## Enunciado de la tarea
Por favor, reproduce sin cambios todo lo que va desde "Sólo hace unos" hasta "toda mi vida." en el fragmento sobre el viaje desde A Coruña.

## Fragmento de origen
25 December, 7:27am

Sólo hace unos cuantos días tomé el primer avión de una serie de escalas que me hicieron cruzar el mundo, tanto interior como exterior. Recuerdo que me levanté hace una semana, el viernes 12 de diciembre para ser exactos, a las cuatro de la mañana para irme al aeropuerto de A Coruña. Esperé que llegara la chica de la ventanilla de check-in de Iberia e hice la fila para facturar mi equipaje. Primer vuelo, con dos aeropuertos: A Coruña y Barajas. Abandoné los bosques y verdores gallegos por la áspera serranía castellana. Al descender me percaté que tenía que correr para alcanzar mi conexión a Londres. Supe en ese momento que mi equipaje se quedaría atrás y que me vería en problemas en el D.F. Corrí por las largas galerías de Barajas y por los puntos de revisión actuaba de manera automática, como si conociera el ritual por toda mi vida.

## Datos de origen
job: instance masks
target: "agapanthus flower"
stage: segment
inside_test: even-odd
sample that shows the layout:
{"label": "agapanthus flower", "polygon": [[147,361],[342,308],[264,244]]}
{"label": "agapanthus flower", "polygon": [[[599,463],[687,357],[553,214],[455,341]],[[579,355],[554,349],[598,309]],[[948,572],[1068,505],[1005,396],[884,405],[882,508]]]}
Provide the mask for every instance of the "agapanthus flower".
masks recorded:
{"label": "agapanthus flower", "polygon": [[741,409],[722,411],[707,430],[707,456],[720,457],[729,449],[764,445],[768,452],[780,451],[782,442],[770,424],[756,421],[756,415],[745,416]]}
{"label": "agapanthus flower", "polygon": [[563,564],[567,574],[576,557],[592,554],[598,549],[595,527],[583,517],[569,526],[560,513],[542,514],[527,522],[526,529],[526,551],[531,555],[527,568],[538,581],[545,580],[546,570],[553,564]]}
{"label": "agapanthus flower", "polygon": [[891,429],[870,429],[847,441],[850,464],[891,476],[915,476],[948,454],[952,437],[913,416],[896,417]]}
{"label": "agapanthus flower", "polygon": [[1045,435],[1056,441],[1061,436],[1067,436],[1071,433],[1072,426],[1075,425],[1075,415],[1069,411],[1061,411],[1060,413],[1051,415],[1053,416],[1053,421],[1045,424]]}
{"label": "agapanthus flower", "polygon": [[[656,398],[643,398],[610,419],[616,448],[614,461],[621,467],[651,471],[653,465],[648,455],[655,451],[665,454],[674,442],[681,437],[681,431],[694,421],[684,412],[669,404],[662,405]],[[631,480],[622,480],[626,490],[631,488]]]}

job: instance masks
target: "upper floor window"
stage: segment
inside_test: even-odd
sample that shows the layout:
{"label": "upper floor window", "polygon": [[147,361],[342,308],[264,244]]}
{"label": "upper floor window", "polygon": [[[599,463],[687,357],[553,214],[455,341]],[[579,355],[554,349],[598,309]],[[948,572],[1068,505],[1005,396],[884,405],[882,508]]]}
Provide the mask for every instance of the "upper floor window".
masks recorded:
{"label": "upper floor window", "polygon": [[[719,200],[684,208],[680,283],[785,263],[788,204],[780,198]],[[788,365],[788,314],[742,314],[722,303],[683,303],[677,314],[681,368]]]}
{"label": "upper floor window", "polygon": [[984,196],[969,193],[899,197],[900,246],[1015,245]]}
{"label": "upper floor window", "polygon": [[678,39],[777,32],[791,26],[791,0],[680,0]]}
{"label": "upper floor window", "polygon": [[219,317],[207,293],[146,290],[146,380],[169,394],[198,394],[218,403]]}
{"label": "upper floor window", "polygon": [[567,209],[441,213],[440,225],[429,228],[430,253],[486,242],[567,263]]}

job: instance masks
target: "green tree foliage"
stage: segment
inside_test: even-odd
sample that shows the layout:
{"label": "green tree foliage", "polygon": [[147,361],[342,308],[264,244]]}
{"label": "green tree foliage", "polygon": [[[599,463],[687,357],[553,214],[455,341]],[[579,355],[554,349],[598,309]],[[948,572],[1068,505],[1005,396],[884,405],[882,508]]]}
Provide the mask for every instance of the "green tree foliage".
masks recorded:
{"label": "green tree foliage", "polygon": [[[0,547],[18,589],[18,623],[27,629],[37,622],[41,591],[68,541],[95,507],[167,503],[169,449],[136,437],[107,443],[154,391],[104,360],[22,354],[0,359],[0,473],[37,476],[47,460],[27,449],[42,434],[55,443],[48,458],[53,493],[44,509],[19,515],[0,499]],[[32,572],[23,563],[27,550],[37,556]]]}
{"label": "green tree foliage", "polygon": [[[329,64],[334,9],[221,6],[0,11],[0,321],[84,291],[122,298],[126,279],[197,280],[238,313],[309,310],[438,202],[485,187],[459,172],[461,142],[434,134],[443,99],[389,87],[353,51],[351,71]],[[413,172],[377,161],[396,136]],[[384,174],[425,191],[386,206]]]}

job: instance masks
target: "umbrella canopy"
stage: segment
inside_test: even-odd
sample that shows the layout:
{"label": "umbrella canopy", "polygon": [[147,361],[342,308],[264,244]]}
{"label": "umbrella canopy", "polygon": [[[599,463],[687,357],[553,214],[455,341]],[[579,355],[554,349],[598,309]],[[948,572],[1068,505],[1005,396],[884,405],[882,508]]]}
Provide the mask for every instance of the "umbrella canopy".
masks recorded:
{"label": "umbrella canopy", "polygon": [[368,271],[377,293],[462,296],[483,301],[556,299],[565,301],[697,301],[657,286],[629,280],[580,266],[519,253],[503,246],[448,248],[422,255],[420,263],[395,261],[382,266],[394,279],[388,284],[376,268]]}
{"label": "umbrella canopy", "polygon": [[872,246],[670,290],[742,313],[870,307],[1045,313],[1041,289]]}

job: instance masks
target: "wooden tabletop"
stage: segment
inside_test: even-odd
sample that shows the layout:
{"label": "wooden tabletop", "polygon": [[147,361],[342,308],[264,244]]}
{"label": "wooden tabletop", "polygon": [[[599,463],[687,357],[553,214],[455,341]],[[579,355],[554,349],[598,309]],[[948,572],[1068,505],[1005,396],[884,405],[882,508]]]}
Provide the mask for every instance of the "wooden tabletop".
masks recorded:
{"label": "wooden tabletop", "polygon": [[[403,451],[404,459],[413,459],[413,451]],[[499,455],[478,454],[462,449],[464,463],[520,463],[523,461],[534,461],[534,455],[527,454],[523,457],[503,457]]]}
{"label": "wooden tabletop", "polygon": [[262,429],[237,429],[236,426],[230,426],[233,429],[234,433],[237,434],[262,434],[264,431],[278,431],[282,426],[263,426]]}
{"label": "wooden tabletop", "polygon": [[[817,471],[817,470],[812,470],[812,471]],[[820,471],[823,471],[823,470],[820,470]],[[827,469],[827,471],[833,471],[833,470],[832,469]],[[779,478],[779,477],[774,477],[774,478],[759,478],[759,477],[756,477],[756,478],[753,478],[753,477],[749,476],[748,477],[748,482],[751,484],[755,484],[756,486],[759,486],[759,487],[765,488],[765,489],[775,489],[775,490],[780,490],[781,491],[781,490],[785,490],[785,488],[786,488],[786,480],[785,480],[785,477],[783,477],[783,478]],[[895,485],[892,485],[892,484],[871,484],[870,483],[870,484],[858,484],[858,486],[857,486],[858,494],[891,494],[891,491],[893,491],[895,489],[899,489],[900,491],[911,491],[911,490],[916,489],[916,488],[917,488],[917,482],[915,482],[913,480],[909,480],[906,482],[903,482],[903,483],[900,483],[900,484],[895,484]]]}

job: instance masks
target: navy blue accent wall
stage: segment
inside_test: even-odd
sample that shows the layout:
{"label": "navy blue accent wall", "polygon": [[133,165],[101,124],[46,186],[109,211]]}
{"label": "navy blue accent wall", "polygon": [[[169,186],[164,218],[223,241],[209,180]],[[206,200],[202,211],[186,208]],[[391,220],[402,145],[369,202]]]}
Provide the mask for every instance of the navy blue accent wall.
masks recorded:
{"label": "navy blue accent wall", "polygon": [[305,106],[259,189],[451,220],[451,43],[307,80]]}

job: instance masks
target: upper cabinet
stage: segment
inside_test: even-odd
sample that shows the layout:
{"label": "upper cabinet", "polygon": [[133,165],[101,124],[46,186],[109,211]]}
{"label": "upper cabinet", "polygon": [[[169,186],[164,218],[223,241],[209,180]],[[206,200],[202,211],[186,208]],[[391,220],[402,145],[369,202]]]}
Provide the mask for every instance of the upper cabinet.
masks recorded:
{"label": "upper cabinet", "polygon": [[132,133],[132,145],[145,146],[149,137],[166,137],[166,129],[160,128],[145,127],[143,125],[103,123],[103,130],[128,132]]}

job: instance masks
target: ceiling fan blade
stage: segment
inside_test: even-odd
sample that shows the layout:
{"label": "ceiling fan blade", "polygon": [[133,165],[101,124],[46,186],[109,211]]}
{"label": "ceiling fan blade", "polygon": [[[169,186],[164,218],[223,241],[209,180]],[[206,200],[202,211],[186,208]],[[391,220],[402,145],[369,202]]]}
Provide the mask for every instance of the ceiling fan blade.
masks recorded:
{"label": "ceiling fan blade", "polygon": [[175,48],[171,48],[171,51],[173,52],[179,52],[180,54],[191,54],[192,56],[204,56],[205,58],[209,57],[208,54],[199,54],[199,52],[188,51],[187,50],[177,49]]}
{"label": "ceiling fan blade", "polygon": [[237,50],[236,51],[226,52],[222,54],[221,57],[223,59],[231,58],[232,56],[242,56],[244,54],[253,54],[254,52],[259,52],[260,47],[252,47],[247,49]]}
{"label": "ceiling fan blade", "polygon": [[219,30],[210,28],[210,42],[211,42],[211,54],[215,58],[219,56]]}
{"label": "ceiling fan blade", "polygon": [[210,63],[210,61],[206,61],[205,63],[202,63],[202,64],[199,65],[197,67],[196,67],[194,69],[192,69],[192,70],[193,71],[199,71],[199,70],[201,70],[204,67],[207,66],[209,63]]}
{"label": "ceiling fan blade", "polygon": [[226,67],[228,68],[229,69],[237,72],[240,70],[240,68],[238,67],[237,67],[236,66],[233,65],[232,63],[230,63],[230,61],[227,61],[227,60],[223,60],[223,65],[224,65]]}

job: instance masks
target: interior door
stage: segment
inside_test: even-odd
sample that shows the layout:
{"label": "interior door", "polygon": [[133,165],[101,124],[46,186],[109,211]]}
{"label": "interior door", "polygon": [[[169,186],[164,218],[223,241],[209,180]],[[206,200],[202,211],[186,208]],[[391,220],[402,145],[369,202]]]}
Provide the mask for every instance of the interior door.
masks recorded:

## Solución del ejercicio
Sólo hace unos cuantos días tomé el primer avión de una serie de escalas que me hicieron cruzar el mundo, tanto interior como exterior. Recuerdo que me levanté hace una semana, el viernes 12 de diciembre para ser exactos, a las cuatro de la mañana para irme al aeropuerto de A Coruña. Esperé que llegara la chica de la ventanilla de check-in de Iberia e hice la fila para facturar mi equipaje. Primer vuelo, con dos aeropuertos: A Coruña y Barajas. Abandoné los bosques y verdores gallegos por la áspera serranía castellana. Al descender me percaté que tenía que correr para alcanzar mi conexión a Londres. Supe en ese momento que mi equipaje se quedaría atrás y que me vería en problemas en el D.F. Corrí por las largas galerías de Barajas y por los puntos de revisión actuaba de manera automática, como si conociera el ritual por toda mi vida.